_Task description:_ Please convert every line of the material below into a numbered list, leaving out any blank lines.

Rows taken from a dataset:
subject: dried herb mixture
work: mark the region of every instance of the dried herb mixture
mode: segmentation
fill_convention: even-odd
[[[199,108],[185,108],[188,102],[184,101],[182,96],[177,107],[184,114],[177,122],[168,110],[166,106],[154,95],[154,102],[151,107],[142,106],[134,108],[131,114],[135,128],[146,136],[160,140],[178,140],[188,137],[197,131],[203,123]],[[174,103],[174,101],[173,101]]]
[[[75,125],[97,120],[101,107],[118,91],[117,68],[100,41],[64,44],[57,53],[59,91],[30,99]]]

_Solution to this exercise:_
1. subject: dried herb mixture
2. work: mark the region of every instance of the dried herb mixture
3. mode: segmentation
4. fill_convention: even-odd
5. [[[199,108],[185,108],[188,102],[184,101],[182,96],[177,107],[184,114],[177,122],[168,110],[166,106],[154,95],[154,102],[151,107],[142,106],[134,108],[131,114],[135,128],[146,136],[160,140],[178,140],[188,137],[197,131],[203,123]],[[174,103],[174,101],[173,101]]]
6. [[[75,125],[97,120],[101,107],[118,91],[117,68],[100,41],[64,44],[57,53],[59,91],[30,99]]]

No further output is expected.